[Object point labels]
----------------------------------------
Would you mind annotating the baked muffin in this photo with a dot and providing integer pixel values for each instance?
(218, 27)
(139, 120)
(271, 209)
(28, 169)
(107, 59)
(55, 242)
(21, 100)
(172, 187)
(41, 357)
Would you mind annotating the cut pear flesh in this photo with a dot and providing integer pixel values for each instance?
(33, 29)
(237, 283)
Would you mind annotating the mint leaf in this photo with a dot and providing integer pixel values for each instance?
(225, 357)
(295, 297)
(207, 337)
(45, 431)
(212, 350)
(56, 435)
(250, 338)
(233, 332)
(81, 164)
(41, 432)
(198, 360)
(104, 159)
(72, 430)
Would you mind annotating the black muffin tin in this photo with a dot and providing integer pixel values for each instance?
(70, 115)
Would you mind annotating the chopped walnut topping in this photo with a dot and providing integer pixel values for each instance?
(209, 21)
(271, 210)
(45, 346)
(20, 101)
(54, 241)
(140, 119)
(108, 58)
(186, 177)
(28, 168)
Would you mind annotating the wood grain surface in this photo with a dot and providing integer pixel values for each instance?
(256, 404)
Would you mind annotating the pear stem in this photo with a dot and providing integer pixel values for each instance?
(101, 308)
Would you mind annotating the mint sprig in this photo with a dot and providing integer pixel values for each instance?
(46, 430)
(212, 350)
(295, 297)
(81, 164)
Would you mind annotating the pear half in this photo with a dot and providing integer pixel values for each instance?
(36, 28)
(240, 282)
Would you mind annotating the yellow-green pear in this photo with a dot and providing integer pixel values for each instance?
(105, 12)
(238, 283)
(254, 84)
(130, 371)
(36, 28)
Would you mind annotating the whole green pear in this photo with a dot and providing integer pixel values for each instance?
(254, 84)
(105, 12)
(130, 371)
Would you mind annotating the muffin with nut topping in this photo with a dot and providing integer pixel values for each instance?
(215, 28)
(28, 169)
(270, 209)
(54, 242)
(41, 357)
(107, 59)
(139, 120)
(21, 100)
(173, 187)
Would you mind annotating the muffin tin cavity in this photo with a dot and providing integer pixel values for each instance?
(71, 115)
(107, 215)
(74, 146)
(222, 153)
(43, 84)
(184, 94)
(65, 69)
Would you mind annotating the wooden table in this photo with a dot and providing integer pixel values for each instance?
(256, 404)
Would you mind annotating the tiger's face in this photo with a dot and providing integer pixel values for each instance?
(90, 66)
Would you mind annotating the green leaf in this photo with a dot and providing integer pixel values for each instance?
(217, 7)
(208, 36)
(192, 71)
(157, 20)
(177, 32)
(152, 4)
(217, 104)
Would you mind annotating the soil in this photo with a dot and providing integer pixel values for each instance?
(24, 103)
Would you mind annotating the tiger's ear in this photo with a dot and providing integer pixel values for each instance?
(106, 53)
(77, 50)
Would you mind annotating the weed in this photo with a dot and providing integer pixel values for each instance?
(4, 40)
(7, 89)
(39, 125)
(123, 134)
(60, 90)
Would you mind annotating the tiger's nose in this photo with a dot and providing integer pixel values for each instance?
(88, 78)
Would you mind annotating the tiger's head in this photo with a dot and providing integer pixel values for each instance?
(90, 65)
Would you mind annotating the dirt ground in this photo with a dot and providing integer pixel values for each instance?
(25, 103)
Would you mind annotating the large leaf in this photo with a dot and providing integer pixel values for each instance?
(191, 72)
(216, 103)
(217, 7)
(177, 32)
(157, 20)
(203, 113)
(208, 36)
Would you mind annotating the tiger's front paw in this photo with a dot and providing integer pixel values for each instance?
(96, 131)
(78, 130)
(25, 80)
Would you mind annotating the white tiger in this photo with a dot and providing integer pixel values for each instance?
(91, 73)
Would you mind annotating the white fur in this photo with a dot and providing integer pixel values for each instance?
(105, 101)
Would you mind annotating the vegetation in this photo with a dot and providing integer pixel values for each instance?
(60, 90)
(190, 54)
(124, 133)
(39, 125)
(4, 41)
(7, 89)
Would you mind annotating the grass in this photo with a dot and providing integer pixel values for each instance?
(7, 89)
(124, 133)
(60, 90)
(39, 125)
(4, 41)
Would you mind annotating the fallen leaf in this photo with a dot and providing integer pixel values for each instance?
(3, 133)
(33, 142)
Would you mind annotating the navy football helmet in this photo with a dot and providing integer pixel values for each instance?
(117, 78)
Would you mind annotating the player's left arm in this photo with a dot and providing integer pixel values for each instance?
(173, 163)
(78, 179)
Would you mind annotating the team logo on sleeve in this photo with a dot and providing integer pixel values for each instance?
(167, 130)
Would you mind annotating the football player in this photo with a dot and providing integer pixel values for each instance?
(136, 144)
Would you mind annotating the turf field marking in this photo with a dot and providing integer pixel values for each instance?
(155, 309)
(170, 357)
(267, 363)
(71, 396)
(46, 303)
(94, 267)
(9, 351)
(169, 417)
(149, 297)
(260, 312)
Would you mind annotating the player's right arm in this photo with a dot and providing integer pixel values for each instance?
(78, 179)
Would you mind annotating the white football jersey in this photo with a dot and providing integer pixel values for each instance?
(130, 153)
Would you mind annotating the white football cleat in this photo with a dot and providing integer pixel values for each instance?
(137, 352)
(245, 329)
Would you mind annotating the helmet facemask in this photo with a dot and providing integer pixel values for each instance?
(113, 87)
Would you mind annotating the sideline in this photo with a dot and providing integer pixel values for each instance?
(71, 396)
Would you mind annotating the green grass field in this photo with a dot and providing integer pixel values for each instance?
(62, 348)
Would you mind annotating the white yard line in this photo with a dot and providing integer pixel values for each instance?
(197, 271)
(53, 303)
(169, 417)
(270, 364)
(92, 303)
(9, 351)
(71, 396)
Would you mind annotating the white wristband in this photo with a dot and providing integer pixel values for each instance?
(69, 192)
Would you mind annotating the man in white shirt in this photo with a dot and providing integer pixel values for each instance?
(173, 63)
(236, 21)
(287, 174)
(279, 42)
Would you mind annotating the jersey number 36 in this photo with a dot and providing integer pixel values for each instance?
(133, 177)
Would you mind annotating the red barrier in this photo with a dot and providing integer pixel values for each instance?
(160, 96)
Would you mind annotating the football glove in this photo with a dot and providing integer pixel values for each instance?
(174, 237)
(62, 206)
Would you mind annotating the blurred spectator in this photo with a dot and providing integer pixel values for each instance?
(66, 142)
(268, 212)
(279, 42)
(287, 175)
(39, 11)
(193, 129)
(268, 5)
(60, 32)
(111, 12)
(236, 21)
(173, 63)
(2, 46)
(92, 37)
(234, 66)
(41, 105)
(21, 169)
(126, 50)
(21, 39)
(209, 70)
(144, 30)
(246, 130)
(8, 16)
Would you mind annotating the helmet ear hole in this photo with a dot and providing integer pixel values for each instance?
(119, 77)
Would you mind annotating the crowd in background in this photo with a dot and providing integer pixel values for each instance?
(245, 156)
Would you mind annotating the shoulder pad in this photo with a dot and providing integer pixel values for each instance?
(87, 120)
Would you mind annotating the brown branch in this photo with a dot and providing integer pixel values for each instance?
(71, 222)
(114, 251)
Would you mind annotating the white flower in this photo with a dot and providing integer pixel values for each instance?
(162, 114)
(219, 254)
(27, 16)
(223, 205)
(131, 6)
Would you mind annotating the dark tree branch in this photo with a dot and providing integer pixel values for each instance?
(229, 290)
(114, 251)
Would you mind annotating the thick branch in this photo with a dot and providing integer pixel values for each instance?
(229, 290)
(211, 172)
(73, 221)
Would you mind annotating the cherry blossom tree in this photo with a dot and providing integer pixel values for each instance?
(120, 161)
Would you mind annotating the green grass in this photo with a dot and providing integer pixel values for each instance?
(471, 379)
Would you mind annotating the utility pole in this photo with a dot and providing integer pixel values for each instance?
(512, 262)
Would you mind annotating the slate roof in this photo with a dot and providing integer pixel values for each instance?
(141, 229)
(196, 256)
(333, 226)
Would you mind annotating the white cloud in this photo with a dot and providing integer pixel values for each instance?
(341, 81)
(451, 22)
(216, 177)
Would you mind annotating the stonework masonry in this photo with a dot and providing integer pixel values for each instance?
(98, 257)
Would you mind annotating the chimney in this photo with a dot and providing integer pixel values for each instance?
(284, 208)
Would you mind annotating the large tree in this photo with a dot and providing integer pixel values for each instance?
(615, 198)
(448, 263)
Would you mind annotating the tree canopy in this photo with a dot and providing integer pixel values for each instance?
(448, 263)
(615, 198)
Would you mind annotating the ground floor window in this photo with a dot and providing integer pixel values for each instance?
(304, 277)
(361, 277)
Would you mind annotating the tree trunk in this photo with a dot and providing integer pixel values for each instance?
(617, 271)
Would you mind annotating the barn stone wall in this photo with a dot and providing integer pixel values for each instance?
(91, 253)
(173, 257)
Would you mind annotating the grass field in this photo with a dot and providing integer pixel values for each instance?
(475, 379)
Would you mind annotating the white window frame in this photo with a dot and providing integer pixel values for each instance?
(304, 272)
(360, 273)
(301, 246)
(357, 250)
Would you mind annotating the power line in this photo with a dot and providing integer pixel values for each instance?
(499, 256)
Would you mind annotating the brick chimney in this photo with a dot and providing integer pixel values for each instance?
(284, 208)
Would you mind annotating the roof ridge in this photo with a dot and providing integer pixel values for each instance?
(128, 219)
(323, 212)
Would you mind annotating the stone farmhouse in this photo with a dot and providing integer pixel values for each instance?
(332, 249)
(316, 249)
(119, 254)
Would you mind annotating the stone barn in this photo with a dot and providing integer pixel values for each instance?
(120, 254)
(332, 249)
----------------------------------------
REQUEST: Exactly reproduce the lines beginning with the one that contains "Would you mind annotating the white window" and ending with the last line of the material, both included. Leave out everything else.

RESPONSE:
Would you mind annotating the white window frame in this photo with a dot and providing integer pixel values for each instance?
(304, 272)
(360, 273)
(301, 246)
(357, 250)
Would you mind annotating the power line in this photo with a dot and providing integer pixel values for each instance?
(499, 256)
Would you mind annotating the brick chimney in this photo with a dot and providing integer pixel values for each instance?
(284, 208)
Would you mind annotating the roof ridge in this photo with a dot and providing integer pixel values for each instance?
(128, 219)
(323, 212)
Would you mind annotating the stone farmhouse in this photo with a dot and providing integer pixel values for each instance?
(332, 249)
(316, 249)
(119, 254)
Would you mind annotating the stone barn in this photo with a dot and providing integer pixel values for each instance?
(120, 254)
(332, 249)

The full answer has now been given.